• **Source text**:
Begin

Section 1.03 Accounting
Terms . Unless specified elsewhere herein, all accounting terms
used herein shall be interpreted, all accounting determinations
hereunder shall be made, and all financial statements to be
delivered hereunder shall be prepared in accordance with
GAAP.
Section 1.04 Counting
Days . If any time period referenced herein ends on a day other
than a Business Day, such period shall be deemed to end on the next
succeeding Business Day.
Section 1.05 Rounding .
Any financial ratio as required to be maintained by any Loan Party
pursuant to this Agreement shall be calculated by dividing the
appropriate component by the other component, carrying the result
to one place more than the number of places by which such ratio is
expressed herein and rounding the result up or down to the nearest
number (rounding up if there is no nearest number).

End

[Records for shape labeling]
Begin

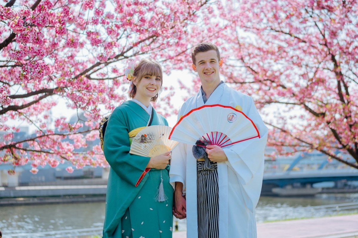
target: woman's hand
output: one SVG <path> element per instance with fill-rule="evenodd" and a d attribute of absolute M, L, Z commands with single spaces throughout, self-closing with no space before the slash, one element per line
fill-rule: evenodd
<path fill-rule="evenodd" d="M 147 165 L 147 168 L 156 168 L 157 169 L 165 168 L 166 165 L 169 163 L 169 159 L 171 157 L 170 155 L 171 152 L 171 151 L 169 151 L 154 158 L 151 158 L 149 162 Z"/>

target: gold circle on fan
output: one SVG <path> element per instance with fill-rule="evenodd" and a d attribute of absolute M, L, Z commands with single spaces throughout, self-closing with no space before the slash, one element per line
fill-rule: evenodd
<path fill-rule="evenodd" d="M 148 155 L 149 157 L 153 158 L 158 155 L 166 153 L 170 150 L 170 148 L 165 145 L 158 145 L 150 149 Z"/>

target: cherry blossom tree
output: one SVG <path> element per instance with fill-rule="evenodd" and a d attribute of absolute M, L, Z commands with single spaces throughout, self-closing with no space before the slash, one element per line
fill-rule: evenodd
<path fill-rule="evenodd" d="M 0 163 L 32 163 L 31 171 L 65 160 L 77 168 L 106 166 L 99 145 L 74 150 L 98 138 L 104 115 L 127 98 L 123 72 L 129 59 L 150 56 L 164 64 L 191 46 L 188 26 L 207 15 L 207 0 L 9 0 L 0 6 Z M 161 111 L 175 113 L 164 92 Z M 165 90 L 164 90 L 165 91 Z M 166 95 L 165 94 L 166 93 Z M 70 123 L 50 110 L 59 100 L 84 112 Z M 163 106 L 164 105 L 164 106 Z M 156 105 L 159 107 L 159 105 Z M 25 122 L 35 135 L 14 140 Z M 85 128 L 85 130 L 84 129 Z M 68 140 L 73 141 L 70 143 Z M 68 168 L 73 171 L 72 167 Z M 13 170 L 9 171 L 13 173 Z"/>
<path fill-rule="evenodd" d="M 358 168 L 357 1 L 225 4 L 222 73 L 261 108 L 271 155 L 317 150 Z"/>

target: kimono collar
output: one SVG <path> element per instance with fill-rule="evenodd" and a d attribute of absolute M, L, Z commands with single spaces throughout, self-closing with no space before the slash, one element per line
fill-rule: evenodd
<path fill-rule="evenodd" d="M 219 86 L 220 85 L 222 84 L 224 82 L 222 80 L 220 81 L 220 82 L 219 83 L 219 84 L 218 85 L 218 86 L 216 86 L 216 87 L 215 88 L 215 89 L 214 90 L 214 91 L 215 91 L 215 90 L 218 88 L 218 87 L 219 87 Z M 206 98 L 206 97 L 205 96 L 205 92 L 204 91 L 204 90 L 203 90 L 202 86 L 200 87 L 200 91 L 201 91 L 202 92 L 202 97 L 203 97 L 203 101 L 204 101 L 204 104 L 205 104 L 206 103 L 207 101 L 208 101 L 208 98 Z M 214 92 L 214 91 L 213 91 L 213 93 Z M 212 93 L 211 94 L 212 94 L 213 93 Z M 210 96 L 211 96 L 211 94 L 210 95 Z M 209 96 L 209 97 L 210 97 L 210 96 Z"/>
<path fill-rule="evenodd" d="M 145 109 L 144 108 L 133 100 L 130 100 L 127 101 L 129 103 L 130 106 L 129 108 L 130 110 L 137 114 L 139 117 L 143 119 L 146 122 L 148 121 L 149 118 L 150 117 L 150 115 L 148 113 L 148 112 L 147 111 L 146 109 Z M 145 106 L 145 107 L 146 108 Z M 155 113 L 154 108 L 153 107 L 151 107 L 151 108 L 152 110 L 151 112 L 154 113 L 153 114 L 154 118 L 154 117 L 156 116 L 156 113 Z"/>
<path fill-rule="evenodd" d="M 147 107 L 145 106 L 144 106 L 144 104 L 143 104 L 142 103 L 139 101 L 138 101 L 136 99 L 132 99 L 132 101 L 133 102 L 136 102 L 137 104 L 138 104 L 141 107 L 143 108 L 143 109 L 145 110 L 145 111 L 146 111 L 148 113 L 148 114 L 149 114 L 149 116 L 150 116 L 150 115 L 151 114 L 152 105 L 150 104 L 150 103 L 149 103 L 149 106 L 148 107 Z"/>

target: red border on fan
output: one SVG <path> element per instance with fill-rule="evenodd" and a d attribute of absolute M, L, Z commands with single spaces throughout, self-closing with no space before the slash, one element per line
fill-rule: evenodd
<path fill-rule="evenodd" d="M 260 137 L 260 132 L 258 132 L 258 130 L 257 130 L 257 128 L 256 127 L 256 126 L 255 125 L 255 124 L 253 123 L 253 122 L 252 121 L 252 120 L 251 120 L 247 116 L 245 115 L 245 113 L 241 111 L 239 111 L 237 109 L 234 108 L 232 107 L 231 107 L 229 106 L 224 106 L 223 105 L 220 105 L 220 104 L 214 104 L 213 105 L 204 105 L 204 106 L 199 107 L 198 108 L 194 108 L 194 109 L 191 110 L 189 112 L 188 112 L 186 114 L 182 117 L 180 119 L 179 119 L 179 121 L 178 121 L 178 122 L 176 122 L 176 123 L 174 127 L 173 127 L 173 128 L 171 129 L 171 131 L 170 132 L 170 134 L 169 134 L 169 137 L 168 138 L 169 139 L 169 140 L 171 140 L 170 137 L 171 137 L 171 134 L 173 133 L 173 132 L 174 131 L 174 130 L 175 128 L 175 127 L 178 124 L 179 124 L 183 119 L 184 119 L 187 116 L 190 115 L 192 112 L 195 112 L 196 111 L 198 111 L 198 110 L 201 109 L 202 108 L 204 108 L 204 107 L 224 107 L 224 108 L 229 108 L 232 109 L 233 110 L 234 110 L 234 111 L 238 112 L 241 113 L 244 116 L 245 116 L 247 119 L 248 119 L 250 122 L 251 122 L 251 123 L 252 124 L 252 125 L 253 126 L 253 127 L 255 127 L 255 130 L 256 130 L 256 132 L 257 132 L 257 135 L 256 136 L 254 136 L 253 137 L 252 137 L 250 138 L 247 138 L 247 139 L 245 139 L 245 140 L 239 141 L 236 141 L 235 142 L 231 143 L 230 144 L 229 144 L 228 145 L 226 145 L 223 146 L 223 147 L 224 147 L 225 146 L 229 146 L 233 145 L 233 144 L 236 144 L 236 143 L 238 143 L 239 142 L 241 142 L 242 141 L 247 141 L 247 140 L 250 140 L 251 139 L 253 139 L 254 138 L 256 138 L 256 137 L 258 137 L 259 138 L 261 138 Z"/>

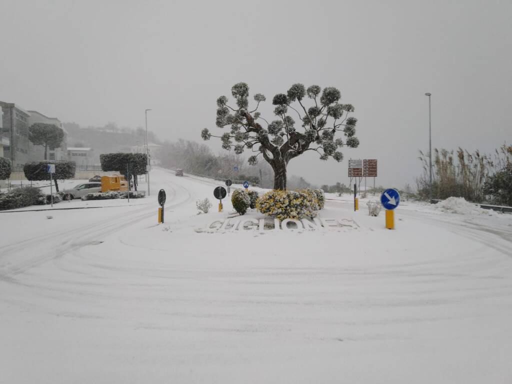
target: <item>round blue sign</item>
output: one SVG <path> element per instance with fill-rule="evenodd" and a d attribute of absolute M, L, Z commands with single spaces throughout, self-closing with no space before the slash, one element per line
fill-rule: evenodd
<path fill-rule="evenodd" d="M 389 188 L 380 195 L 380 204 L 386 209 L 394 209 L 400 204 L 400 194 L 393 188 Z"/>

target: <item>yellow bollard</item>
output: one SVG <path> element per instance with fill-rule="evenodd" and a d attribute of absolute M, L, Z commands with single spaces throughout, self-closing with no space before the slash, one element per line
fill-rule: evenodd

End

• **Problem to work on**: Continue the loan agreement excerpt after its last sentence. The data is separate from the loan agreement excerpt.

• **Output of the exercise**:
Section 1.06 Standby Letter
of Credit Amounts . Unless otherwise specified, all references
herein to the amount of a Standby Letter of Credit at any time
shall be deemed to mean the maximum face amount of such Standby
Letter of Credit after giving effect to all increases thereof
contemplated by such Standby Letter of Credit or the issuer
documents related thereto, whether or not such maximum face amount
is in effect at such time.
ARTICLE II
REVOLVING CREDIT
FACILITY
Section 2.01 The Loan .
Lender agrees, subject to the terms and conditions hereof, to lend
Borrowers at any time and from time to time on or before the
Maturity Date sums (each herein called a “ Loan
” and collectively the “ Loans ”) which
may be repaid and reborrowed pursuant to the terms hereof and which
shall not exceed at any one time outstanding the amount of the
Commitment. Whenever Borrowers desire to borrow hereunder, they
shall comply with Lender’s standard procedures under its
Internet-based program “CEO,” as the same may change
from time to time.
Section 2.02 Use of
Proceeds . The proceeds of Loans may be used solely to fund
Borrower’s general corporate needs, including working capital
and routine capital expenditures, and to pay off the indebtedness
of Borrowers to Bank of America, N.A. and the other lenders for
which Bank of America, N.A. is Administrative Agent.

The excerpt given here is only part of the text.